■ WRITTEN TASK 1 ■
Answer these from the cpufrequtils thread:
(a) Which kernel source version does kirikou first say is in use?
(b) Why did kirikou build the option into the kernel instead of as a module?
(c) What file does d2_racing ask to have posted?
■ WRITTEN TASK 2 ■
Write out the part of the cpufrequtils thread between "I can past my" and "about that problem...", inclusive, swapping "curious" for "puzzled".

## START DOCUMENT SECTION

Sorry, but I don't really understand what you mean...

----------

## erik258

your version of cpufrequtils may be configured to require modules which are no longer available or required.

----------

## kirikou

I emerged cpufreqd and cpufrequtils and even try a reboot, but I always got the same error...   :Sad: 

----------

## erik258

then perhaps it is necessary to have them as modules.  it's not unheard of for things to necessarily be modules.

----------

## kirikou

I put it in hard in the kernel because of the Power Management Guide of Gentoo (http://www.gentoo.org/doc/en/power-management-guide.xml).

Anyway, I'll try to put it as a module.

Thanks!

----------

## kirikou

I try to put it as a module, but I noticed no changes... I really don't understand... any other ideas maybe ? I'm short of them   :Sad: 

----------

## kirikou

Does anybody have this problem too?

I can past my .config if needed, other any other configuration file that might help you to help me!!

Thanks!!

----------

## d2_racing

It's the first time that I see that... I'm very curious about that problem...

I don't know what can cause this problem.

Maybe...can you post your /proc/cpuinfo with an old kernel and after that boot with your new kernel and post /proc/cpuinfo...

----------

## kirikou

The problem is that I haven't any old kernel...

What do you propose? I use gentoo-source-2.6.22-r6... but I can try to compile a gentoo-source-2.6.22-r8... don't know if it might change something...

I really don't have any more ideas... I always configured my kernel in the same way and never had problems before. All seems to be well configured, but it doesn't work anyway.  :Sad: 

I've just upgraded to kernel-2.6-23, but the problem remain... 

Any ideas of what I've forgotten in my kernel (I don't see any other possible explanation...)

Thanks.

----------

## lodder_

 *kirikou wrote:*   

> The problem is that I haven't any old kernel...
> 
> What do you propose? I use gentoo-source-2.6.22-r6... but I can try to compile a gentoo-source-2.6.22-r8... don't know if it might change something...
> 
> I really don't have any more ideas... I always configured my kernel in the same way and never had problems before. All seems to be well configured, but it doesn't work anyway. 
> ...

 

Have you been able to solve it?

----------

## freakant

I was experiencing the same problem and solved it setting the exact kernel configuration shown on this post:

https://forums.gentoo.org/viewtopic-p-4483781.html#4483781

----------

## END DOCUMENT SECTION
## START ENTRIES SUPPLIED

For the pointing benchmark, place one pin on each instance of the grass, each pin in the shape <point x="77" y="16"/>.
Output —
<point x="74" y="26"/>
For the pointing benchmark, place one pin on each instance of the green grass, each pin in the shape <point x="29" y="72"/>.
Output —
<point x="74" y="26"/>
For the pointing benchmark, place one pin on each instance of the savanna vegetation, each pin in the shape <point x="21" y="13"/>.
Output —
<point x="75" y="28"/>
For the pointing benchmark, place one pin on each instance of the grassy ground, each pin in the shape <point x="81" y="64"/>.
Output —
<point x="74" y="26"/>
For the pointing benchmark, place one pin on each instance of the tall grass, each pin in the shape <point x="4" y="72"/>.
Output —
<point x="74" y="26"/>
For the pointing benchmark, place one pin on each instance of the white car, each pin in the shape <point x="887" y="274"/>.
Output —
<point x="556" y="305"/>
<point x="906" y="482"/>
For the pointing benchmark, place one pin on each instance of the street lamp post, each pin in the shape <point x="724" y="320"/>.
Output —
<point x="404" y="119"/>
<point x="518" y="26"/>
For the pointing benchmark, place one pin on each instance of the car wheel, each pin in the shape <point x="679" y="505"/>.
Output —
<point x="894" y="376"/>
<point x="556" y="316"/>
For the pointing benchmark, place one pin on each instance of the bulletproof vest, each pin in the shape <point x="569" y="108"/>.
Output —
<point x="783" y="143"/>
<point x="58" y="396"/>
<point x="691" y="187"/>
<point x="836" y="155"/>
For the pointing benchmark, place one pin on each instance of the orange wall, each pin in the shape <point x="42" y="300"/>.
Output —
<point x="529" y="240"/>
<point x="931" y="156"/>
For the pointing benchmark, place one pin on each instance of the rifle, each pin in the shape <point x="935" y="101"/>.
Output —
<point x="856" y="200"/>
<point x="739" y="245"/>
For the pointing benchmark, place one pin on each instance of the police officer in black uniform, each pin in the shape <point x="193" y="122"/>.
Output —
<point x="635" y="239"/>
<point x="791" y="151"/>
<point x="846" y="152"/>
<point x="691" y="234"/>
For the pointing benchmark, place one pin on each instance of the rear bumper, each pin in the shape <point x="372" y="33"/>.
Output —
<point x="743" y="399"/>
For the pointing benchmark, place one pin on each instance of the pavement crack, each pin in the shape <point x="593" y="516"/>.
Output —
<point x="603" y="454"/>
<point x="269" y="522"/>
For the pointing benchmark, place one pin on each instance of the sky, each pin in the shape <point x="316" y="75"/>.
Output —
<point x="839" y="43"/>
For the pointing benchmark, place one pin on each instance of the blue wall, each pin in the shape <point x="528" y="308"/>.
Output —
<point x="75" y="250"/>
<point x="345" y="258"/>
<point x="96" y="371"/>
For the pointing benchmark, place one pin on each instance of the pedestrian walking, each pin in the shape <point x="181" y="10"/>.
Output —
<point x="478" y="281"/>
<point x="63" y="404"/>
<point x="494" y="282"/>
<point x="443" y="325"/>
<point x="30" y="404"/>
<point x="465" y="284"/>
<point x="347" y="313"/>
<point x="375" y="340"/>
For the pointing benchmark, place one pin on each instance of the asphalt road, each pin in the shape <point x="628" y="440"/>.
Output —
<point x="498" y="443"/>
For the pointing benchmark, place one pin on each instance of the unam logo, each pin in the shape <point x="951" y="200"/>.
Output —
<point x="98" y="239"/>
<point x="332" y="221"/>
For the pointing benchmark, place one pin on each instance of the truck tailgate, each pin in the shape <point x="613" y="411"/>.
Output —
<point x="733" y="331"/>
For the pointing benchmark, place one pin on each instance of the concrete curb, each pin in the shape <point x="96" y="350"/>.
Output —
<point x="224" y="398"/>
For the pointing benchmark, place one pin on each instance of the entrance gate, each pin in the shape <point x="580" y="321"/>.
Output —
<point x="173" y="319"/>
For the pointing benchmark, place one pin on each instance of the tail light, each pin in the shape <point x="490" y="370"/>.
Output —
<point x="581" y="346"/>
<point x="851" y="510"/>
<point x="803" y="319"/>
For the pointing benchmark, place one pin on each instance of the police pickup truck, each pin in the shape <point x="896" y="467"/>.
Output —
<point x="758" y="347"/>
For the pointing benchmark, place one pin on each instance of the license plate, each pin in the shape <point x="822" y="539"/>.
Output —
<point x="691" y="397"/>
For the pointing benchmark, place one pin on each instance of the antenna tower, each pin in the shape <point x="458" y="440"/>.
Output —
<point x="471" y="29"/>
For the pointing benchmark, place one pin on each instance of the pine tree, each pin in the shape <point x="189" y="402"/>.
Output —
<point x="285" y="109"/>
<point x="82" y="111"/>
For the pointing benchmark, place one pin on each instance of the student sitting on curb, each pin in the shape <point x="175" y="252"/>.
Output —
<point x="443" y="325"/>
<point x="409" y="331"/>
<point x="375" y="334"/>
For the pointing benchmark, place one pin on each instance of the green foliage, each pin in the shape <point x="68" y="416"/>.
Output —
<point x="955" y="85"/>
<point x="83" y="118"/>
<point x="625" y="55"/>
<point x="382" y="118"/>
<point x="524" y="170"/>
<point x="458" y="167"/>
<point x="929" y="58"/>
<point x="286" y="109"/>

## END ENTRIES SUPPLIED

■ CORRECT RESULT 1 ■
(a) gentoo-source-2.6.22-r6
(b) Because of the Power Management Guide of Gentoo
(c) /proc/cpuinfo, first with an old kernel and then with the new kernel

■ CORRECT RESULT 2 ■
I can past my .config if needed, other any other configuration file that might help you to help me!!

Thanks!!

----------

## d2_racing

It's the first time that I see that... I'm very puzzled about that problem...